Start of SUPPLIED DATA
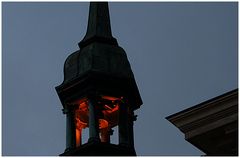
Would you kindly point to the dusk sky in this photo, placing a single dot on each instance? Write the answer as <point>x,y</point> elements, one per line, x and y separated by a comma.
<point>180,53</point>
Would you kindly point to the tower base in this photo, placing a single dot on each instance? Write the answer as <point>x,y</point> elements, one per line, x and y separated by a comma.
<point>100,149</point>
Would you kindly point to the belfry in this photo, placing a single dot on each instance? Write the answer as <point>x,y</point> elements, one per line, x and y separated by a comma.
<point>99,92</point>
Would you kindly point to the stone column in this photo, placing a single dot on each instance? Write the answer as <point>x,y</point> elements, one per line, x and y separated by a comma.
<point>78,137</point>
<point>93,120</point>
<point>123,125</point>
<point>132,118</point>
<point>105,136</point>
<point>70,127</point>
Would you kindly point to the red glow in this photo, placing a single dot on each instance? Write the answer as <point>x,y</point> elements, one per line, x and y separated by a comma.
<point>103,124</point>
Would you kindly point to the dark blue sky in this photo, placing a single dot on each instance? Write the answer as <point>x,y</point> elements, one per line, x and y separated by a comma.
<point>181,54</point>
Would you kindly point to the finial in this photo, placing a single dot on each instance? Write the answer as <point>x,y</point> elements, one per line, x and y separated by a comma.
<point>99,27</point>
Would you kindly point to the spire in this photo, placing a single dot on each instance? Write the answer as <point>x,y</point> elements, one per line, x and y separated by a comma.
<point>99,27</point>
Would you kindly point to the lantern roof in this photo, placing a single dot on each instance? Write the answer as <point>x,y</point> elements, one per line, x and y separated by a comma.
<point>99,27</point>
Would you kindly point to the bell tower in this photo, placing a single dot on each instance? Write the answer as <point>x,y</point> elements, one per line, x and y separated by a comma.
<point>99,92</point>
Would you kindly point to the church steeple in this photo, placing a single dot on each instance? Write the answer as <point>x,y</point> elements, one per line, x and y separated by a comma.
<point>99,27</point>
<point>99,92</point>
End of SUPPLIED DATA
WORK TO BE COMPLETED: Print the lines of the material exactly as they appear, from the line with "Would you kindly point to the red" to the line with "<point>103,124</point>", both included.

EXERCISE SOLUTION:
Would you kindly point to the red glow in this photo, placing a single dot on each instance? Write the answer as <point>x,y</point> elements, one per line, x and y separated by a comma.
<point>103,124</point>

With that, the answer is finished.